— Start Data shown —

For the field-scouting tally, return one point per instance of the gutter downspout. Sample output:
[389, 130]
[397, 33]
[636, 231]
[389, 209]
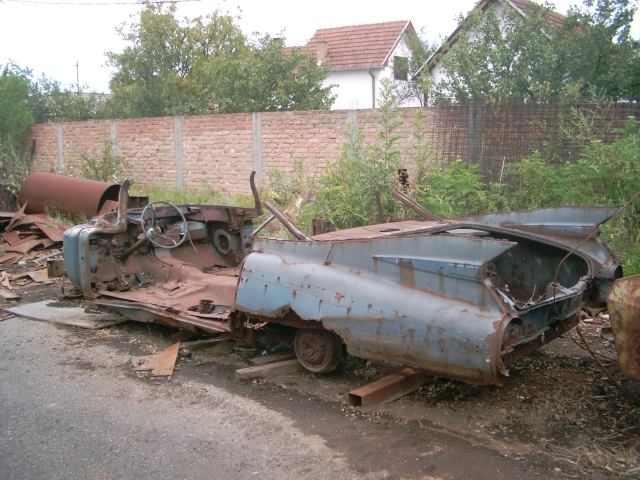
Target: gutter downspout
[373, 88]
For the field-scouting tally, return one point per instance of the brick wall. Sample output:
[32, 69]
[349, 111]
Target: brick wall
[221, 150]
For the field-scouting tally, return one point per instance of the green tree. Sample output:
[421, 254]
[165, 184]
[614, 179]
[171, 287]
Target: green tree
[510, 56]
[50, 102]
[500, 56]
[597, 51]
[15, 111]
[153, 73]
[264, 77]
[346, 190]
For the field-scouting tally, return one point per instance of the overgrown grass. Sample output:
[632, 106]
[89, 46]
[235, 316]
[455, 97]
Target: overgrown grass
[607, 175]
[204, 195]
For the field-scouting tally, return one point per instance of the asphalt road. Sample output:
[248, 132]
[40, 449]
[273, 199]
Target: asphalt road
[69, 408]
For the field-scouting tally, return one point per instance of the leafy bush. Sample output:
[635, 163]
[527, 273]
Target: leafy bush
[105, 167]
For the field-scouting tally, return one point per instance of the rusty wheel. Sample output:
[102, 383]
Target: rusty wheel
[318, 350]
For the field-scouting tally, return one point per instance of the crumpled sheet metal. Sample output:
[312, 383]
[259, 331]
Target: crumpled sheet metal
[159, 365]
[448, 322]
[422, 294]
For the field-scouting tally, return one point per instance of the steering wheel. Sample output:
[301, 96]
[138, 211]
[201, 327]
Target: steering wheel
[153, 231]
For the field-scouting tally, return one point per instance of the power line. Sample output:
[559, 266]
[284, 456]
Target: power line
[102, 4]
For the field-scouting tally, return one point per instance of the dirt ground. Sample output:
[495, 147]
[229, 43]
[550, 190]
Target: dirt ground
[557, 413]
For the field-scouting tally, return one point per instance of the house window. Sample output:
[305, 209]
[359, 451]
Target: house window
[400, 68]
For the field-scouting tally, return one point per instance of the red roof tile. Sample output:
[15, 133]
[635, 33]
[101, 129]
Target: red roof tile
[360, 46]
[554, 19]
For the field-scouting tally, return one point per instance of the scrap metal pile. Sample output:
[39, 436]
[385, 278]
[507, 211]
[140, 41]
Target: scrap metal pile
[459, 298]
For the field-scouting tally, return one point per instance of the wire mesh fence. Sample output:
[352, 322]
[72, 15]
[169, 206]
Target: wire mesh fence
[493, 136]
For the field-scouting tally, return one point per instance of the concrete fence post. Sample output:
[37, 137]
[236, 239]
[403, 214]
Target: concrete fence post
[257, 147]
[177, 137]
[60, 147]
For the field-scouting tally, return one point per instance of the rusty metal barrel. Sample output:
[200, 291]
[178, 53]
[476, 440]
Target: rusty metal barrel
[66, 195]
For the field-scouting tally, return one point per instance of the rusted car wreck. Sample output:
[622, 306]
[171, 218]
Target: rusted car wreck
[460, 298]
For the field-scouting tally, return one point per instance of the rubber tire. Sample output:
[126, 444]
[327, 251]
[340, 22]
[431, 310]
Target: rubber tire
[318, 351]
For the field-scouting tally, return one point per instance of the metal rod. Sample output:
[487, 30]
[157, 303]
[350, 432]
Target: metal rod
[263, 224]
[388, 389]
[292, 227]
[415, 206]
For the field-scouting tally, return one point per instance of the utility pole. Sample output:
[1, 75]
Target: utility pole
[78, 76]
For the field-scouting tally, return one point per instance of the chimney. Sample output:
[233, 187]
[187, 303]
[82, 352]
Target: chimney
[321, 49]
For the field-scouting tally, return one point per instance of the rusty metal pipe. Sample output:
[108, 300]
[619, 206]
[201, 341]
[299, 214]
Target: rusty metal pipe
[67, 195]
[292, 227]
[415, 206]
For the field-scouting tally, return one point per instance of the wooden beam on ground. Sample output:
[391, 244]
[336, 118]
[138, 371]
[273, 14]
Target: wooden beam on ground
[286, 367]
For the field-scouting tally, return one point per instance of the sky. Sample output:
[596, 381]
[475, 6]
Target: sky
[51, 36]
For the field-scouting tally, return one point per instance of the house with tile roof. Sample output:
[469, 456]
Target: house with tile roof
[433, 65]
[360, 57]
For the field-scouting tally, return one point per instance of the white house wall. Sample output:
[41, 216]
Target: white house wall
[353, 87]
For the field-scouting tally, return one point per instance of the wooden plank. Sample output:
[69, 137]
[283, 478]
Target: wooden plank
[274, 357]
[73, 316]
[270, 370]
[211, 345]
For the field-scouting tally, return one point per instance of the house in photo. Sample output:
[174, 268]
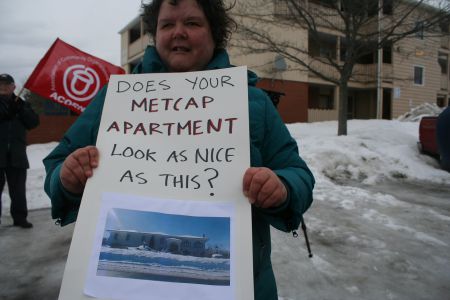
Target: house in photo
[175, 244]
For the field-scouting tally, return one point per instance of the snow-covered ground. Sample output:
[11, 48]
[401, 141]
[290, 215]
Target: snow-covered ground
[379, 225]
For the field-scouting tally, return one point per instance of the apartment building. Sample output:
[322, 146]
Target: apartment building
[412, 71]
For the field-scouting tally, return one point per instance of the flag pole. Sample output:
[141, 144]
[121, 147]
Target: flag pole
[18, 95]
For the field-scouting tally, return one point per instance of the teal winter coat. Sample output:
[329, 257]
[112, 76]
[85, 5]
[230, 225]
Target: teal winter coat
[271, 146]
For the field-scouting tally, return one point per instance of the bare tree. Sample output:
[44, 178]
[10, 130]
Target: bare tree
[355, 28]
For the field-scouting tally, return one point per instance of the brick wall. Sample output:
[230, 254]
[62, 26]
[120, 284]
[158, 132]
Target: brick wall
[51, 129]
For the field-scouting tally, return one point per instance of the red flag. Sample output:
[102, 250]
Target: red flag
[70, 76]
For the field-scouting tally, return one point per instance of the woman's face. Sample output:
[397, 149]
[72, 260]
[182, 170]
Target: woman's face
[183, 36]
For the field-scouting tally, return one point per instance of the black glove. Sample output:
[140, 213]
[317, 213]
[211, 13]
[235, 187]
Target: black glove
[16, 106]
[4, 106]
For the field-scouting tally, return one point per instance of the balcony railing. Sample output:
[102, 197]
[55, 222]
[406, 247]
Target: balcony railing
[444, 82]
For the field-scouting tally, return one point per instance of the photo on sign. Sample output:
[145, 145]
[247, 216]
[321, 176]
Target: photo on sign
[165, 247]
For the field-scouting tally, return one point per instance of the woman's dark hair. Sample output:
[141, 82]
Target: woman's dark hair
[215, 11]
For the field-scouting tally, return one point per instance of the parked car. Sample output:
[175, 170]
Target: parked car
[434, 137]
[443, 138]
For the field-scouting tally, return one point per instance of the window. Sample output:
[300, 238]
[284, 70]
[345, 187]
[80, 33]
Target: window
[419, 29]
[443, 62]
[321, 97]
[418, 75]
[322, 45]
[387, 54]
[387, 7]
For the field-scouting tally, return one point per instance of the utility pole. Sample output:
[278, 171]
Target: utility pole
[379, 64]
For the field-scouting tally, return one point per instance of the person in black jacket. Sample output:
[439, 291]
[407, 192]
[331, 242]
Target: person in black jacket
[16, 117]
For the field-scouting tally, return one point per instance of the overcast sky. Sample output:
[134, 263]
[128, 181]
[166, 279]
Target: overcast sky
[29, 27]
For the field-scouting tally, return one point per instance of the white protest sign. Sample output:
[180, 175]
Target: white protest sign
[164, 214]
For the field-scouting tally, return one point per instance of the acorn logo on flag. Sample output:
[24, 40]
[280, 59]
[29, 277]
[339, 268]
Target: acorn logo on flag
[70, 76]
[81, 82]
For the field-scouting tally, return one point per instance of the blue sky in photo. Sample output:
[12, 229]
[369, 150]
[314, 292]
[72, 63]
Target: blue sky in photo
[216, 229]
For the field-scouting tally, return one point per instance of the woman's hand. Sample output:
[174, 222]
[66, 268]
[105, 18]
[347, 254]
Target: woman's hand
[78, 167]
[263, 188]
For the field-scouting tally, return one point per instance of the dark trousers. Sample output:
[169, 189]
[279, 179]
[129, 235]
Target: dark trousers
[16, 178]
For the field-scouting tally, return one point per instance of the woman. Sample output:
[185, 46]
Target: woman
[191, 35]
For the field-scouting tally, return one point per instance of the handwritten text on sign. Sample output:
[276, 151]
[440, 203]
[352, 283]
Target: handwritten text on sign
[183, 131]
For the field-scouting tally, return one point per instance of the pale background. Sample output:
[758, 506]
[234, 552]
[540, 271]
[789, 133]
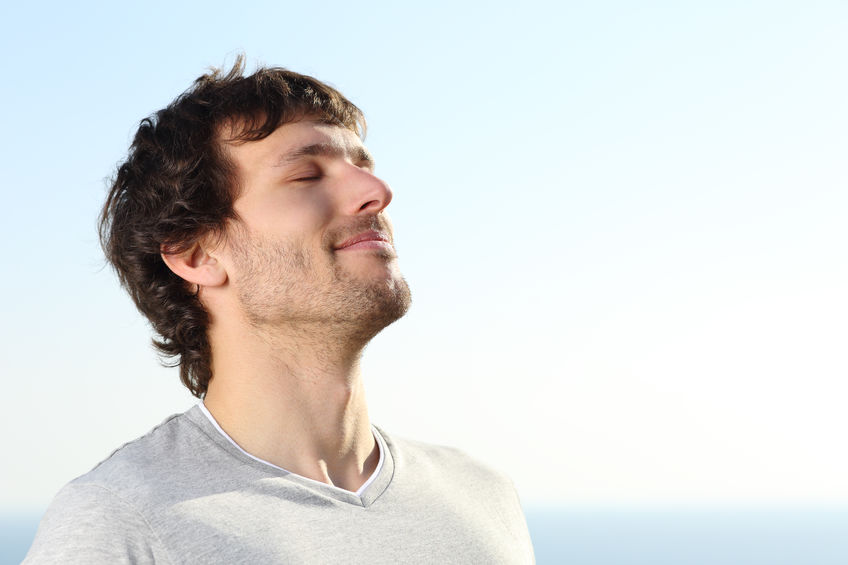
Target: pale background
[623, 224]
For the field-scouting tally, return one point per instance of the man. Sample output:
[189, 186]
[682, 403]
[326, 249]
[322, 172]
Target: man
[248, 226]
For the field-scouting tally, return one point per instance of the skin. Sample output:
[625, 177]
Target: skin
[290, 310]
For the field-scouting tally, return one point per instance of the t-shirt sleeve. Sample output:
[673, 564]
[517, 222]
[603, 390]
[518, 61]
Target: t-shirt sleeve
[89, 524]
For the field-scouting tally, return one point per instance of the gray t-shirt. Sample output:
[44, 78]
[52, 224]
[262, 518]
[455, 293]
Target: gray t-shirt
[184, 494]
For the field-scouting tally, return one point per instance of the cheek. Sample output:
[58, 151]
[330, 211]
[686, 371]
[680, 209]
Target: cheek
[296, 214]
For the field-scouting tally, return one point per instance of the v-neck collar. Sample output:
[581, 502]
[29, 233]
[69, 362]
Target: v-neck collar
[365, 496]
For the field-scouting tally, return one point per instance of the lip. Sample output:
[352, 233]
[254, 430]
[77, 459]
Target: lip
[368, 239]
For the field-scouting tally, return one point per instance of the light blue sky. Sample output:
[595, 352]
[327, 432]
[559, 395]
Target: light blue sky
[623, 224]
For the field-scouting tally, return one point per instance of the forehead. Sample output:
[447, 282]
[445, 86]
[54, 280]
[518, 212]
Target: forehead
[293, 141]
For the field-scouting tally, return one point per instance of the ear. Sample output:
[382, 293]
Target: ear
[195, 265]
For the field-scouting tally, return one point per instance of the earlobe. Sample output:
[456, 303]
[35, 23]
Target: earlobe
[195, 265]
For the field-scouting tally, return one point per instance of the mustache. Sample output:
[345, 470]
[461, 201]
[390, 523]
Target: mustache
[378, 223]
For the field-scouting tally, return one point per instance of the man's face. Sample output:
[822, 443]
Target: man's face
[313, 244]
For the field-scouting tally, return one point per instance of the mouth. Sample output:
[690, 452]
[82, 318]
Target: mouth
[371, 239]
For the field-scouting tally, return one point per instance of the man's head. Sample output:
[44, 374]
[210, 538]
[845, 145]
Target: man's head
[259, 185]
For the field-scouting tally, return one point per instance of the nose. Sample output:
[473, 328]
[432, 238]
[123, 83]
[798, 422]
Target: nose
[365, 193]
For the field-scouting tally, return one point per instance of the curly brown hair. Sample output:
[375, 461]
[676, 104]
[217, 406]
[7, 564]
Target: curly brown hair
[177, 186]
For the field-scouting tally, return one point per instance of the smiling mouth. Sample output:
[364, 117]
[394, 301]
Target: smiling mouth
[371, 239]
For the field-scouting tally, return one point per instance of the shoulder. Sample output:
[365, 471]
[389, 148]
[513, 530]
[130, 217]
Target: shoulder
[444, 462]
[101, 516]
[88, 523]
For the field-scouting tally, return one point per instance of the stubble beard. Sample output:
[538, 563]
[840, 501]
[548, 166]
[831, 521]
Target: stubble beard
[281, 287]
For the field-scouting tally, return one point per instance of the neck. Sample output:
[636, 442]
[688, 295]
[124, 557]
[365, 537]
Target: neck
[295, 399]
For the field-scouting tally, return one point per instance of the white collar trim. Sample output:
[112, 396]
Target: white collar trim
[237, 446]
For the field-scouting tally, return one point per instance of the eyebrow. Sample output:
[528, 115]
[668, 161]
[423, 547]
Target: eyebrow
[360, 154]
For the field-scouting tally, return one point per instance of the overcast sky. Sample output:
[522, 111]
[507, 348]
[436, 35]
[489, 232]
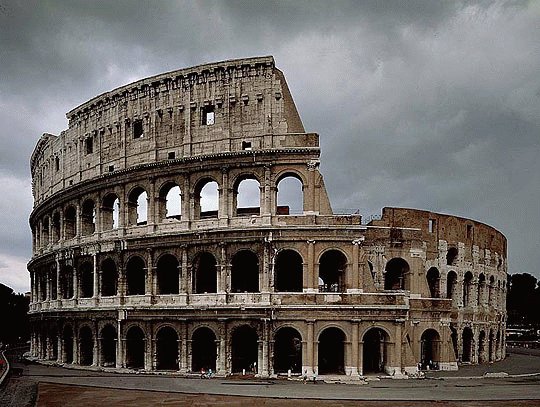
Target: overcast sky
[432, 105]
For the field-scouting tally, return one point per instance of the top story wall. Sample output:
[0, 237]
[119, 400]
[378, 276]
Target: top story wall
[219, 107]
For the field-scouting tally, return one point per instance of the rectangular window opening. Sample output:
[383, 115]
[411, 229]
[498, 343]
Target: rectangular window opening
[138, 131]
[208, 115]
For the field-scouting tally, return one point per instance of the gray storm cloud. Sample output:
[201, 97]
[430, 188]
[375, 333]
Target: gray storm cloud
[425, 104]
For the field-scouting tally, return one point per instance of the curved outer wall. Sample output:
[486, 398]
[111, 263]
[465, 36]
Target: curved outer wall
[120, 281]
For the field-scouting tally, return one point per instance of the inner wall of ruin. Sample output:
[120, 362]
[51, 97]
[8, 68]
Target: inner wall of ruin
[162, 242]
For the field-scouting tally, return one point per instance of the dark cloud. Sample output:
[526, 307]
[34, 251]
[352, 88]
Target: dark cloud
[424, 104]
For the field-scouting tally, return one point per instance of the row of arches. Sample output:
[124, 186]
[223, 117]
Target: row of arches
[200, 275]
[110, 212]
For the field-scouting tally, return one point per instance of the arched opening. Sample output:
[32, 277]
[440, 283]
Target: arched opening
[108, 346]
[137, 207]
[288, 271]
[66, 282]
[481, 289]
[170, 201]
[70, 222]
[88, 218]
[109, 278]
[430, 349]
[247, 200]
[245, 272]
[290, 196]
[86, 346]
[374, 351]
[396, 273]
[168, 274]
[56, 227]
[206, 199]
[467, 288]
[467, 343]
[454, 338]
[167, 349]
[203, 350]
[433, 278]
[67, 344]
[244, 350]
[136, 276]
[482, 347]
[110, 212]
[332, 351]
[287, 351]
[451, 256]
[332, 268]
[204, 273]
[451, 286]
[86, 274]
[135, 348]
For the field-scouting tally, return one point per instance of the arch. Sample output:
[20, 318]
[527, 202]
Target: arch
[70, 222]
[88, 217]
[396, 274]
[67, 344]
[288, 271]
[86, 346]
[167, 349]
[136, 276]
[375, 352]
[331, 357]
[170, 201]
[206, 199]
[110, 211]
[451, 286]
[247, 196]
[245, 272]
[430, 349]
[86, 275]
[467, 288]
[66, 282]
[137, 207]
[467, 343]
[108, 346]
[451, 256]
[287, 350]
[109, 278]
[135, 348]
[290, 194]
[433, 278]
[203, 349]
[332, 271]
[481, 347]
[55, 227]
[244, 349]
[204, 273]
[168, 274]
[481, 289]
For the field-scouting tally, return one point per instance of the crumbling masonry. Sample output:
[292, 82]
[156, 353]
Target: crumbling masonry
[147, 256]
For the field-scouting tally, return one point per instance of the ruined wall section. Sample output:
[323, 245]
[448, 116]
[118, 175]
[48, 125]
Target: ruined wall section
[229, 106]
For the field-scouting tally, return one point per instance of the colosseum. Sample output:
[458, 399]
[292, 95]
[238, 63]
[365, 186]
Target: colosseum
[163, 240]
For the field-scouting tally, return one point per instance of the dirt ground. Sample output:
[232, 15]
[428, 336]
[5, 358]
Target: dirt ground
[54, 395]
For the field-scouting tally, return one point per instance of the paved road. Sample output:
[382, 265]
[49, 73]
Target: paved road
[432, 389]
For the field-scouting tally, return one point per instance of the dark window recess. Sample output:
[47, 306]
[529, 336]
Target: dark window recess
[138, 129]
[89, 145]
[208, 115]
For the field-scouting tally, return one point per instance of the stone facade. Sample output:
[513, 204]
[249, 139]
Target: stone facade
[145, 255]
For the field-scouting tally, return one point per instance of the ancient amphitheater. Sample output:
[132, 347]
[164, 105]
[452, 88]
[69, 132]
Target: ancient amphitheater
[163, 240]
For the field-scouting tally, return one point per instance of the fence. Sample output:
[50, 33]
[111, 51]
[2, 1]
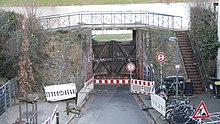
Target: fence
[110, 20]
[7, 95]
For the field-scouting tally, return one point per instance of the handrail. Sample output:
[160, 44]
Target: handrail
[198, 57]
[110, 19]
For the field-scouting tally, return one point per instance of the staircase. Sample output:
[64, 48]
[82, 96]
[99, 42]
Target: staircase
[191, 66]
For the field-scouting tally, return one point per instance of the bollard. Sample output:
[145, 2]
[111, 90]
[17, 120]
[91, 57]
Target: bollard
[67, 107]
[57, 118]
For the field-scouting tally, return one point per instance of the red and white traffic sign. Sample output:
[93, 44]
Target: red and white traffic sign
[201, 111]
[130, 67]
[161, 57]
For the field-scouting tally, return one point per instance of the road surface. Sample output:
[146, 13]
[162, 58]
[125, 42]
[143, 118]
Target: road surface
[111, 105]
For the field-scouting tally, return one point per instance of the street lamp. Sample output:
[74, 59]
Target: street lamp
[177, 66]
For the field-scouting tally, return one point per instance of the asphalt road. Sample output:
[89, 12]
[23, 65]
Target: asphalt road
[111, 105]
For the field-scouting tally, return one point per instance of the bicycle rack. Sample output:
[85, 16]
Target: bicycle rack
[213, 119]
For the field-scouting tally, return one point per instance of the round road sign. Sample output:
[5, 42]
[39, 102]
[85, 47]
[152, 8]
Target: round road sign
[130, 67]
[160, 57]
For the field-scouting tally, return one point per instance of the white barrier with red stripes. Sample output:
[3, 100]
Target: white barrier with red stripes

— End Data shown —

■ **Task goal**: Transcribe the records above exactly, but only from the line that contains "of the bollard." through their final line, inclusive.

■ **Problem solution**:
For the field-scouting tally, return one point per instance of the bollard. Sample output:
[145, 2]
[111, 90]
[17, 120]
[91, 57]
Target: bollard
[67, 107]
[57, 118]
For the field-scouting tally, return one point per instance of the red and white traffic sign. Sample output:
[93, 44]
Target: red and white traffic sign
[201, 111]
[130, 67]
[161, 57]
For the field-scouting tally, return one point per instance of the road surface. Sample output:
[146, 13]
[162, 58]
[125, 42]
[143, 118]
Target: road surface
[111, 105]
For the field-scouting tally, return one point per instance of the street lamp. Sample output:
[74, 59]
Target: street lamp
[177, 66]
For the field-scouting tally, return one point per instance of the asphalt road. Sample output:
[89, 12]
[23, 65]
Target: asphalt road
[111, 105]
For the field-scouting tally, return one point per instance of the bicycle rack. Sample output:
[85, 16]
Target: bicycle rack
[213, 119]
For the field-scouting tally, return one point per instance of the round road sign. Sample output:
[5, 42]
[39, 102]
[85, 47]
[152, 8]
Target: round road sign
[130, 67]
[160, 57]
For the field-scouting tally, return one point per instance of the white barrier with red stripes. Sample output:
[3, 100]
Target: white barrier with red stripes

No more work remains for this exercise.